Once Upon A Time – Season 7 Finale
All fairy tales start with the words “Once upon a time” and end with “They lived happily ever after”. After seven years, Once Upon A Time came to its series conclusion.
Being associated with Disney has allowed the story to mine the cartoon (and live action) characters that are featured by that studio.
You might say that they gave us fairy tales for adults. The themes and characters were familiar, but the situations were more mature than the ‘normal’ children’s stories. (Although, if viewed through the Disney lens, all their stories had a ‘scary’ element to them, but the originals on which they were based were far more frightening, for sure.)
By series 7, the producers went off at tangents, retelling Cinderella with a Latin flavour, duplicating Captain Hook so he could have a child in the Rapunzel story, and allowing two versions of Henry to exist simultaneously. The ‘curse’ that brought the whole story to Seattle was completely unexpected, but this was a trajectory required to allow the separation from Emma Swann and the ‘saviour’ story line.
-*-*-
• _GIVEN TASK 1_
Transcribe the records word for word, starting with their first line and going on through the line with "point(533, 35)", both included, and omit the pictures.
The records that come next have no connection to the Once Upon A Time review.
-*-*-
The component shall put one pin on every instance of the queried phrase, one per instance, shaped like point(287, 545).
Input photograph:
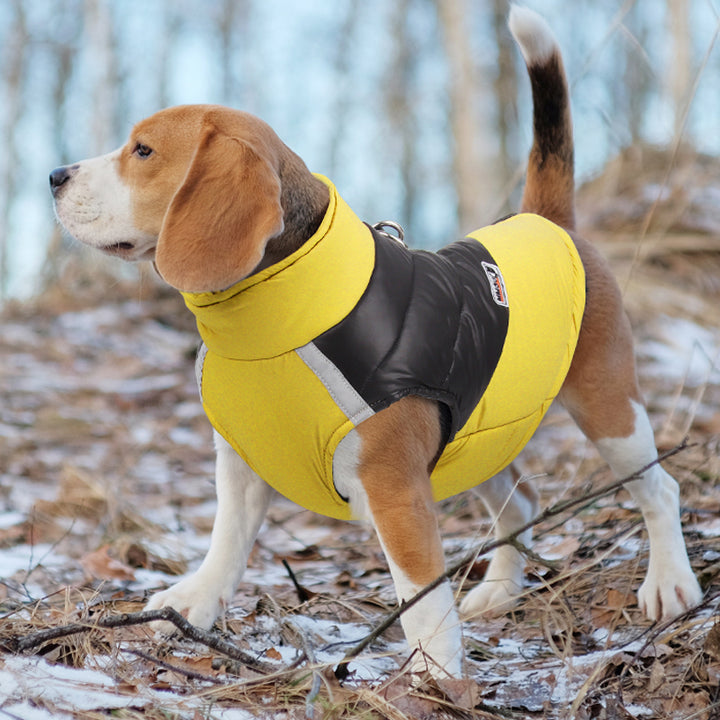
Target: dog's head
point(196, 189)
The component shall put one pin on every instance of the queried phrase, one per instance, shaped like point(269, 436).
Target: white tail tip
point(533, 35)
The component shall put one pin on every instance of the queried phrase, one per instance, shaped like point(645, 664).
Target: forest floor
point(106, 494)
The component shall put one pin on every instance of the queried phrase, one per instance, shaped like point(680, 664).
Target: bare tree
point(679, 71)
point(401, 113)
point(474, 156)
point(14, 61)
point(103, 85)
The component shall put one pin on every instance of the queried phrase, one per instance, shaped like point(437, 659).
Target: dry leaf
point(100, 566)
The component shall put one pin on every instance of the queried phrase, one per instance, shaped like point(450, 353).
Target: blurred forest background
point(418, 109)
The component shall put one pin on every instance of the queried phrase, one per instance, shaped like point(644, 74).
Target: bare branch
point(168, 614)
point(557, 509)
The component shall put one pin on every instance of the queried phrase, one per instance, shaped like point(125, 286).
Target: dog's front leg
point(396, 453)
point(243, 498)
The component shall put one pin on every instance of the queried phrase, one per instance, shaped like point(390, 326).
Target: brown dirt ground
point(106, 494)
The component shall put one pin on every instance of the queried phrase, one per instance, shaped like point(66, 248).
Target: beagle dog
point(279, 272)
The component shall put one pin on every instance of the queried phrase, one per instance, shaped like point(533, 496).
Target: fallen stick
point(167, 614)
point(341, 670)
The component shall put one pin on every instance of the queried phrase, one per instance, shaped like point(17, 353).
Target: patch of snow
point(8, 519)
point(34, 679)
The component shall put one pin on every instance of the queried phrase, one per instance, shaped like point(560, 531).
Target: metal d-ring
point(398, 235)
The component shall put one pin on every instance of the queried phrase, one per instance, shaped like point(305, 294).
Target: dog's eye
point(142, 151)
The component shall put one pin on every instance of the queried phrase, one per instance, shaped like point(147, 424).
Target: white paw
point(491, 598)
point(193, 598)
point(668, 592)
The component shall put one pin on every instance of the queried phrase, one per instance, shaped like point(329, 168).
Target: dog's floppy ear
point(220, 219)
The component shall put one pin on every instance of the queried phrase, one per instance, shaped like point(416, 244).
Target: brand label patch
point(497, 284)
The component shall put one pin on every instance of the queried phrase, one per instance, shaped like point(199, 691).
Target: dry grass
point(105, 461)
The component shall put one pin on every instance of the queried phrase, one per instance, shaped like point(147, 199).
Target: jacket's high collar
point(288, 304)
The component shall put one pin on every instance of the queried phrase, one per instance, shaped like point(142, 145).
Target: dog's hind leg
point(397, 449)
point(602, 395)
point(511, 505)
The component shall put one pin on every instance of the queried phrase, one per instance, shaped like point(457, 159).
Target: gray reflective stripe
point(199, 362)
point(342, 392)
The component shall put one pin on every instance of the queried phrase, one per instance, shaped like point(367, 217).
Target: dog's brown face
point(196, 189)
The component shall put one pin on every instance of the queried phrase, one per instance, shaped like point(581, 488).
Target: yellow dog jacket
point(300, 353)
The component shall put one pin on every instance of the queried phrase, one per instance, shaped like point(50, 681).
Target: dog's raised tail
point(549, 186)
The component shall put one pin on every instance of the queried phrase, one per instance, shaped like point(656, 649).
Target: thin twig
point(654, 631)
point(489, 545)
point(168, 614)
point(190, 674)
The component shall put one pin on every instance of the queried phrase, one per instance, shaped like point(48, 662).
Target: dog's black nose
point(59, 176)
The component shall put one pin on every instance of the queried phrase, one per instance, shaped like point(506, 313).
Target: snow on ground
point(106, 494)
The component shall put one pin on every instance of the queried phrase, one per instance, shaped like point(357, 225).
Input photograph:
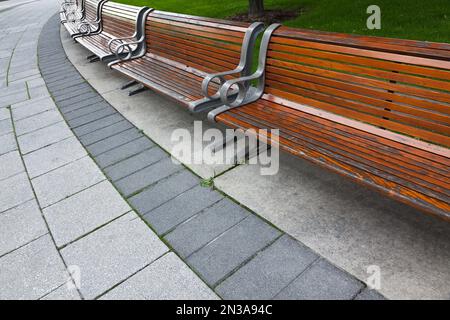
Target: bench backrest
point(399, 85)
point(90, 9)
point(206, 44)
point(119, 20)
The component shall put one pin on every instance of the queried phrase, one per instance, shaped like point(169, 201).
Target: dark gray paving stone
point(322, 281)
point(105, 132)
point(71, 115)
point(181, 208)
point(98, 124)
point(368, 294)
point(147, 176)
point(225, 254)
point(123, 152)
point(64, 91)
point(204, 227)
point(64, 103)
point(74, 123)
point(134, 163)
point(269, 272)
point(71, 96)
point(163, 191)
point(81, 104)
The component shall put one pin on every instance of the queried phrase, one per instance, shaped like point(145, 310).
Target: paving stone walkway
point(82, 187)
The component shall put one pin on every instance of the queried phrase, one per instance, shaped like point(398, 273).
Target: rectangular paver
point(113, 253)
point(32, 107)
point(134, 163)
point(123, 152)
point(184, 206)
point(37, 121)
point(163, 191)
point(83, 212)
point(31, 271)
point(10, 164)
point(206, 226)
point(147, 176)
point(43, 137)
point(54, 156)
point(322, 281)
point(20, 225)
point(269, 272)
point(7, 143)
point(220, 257)
point(66, 181)
point(168, 278)
point(14, 191)
point(114, 141)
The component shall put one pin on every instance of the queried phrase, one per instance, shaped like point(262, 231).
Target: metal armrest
point(125, 49)
point(244, 64)
point(246, 92)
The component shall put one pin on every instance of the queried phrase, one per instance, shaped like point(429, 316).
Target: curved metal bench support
point(246, 92)
point(243, 68)
point(132, 49)
point(88, 27)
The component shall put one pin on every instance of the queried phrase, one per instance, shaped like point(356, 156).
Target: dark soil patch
point(270, 16)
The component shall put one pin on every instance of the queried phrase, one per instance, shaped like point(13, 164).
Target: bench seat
point(117, 21)
point(89, 16)
point(182, 50)
point(365, 107)
point(172, 80)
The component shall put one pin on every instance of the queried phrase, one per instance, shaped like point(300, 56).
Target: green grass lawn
point(408, 19)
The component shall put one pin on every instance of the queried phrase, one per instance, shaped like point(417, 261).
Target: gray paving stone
point(147, 176)
point(7, 143)
point(38, 92)
point(184, 206)
point(31, 271)
point(43, 137)
point(168, 278)
point(66, 181)
point(105, 132)
point(65, 103)
point(37, 121)
point(72, 115)
point(113, 253)
point(53, 156)
point(91, 117)
point(13, 98)
point(220, 257)
point(20, 225)
point(14, 191)
point(83, 212)
point(32, 107)
point(63, 293)
point(114, 141)
point(134, 163)
point(10, 164)
point(206, 226)
point(269, 272)
point(322, 281)
point(4, 114)
point(368, 294)
point(5, 126)
point(163, 191)
point(123, 152)
point(98, 124)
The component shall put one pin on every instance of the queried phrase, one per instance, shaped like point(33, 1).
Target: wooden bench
point(182, 50)
point(71, 10)
point(89, 20)
point(375, 110)
point(120, 23)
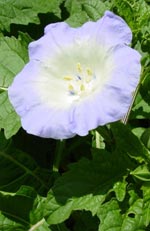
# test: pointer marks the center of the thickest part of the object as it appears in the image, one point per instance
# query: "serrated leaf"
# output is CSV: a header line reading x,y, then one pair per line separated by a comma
x,y
142,173
7,224
12,204
82,11
15,211
40,226
85,185
17,168
110,217
146,198
146,138
25,11
12,59
120,190
128,143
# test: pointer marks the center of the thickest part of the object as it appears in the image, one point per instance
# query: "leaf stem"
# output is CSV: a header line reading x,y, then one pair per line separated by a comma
x,y
37,225
126,117
58,155
3,88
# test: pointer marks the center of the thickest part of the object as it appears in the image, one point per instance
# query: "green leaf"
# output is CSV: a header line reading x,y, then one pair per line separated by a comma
x,y
128,143
113,219
120,190
40,226
146,138
86,185
7,224
16,208
142,173
110,217
146,197
17,168
82,11
25,11
12,59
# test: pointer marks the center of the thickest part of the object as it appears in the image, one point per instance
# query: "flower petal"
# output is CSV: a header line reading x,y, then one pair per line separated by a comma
x,y
42,94
107,31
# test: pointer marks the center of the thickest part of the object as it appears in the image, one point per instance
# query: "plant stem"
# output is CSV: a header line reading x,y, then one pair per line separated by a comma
x,y
58,155
126,117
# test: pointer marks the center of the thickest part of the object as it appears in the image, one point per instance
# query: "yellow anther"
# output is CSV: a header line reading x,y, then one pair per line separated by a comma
x,y
89,71
70,87
79,67
68,78
88,79
82,87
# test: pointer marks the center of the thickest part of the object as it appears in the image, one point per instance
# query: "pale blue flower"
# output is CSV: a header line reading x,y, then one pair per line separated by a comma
x,y
77,78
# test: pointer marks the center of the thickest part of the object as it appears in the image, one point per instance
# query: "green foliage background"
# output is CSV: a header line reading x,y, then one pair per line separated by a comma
x,y
103,182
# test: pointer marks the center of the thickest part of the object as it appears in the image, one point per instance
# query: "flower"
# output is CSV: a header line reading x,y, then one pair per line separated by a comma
x,y
77,78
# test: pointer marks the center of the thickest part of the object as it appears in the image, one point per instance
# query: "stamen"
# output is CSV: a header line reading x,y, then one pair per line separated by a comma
x,y
81,82
89,72
82,87
68,77
79,68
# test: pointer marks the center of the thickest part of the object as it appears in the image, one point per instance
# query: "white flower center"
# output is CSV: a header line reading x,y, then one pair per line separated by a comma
x,y
81,83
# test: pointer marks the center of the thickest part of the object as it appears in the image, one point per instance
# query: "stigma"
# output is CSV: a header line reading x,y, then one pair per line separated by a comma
x,y
81,82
-*-*-
• _GIVEN TASK 2_
According to the Once Upon A Time review, which city did the "curse" bring the story to?

• _EXERCISE OUTPUT 1_
The component shall put one pin on every instance of the queried phrase, one per instance, shaped like point(287, 545).
Input photograph:
Target: dog's head
point(196, 189)
The component shall put one pin on every instance of the queried phrase, one per instance, shaped like point(269, 436).
Target: white tail tip
point(533, 35)

• _EXERCISE OUTPUT 2_
Seattle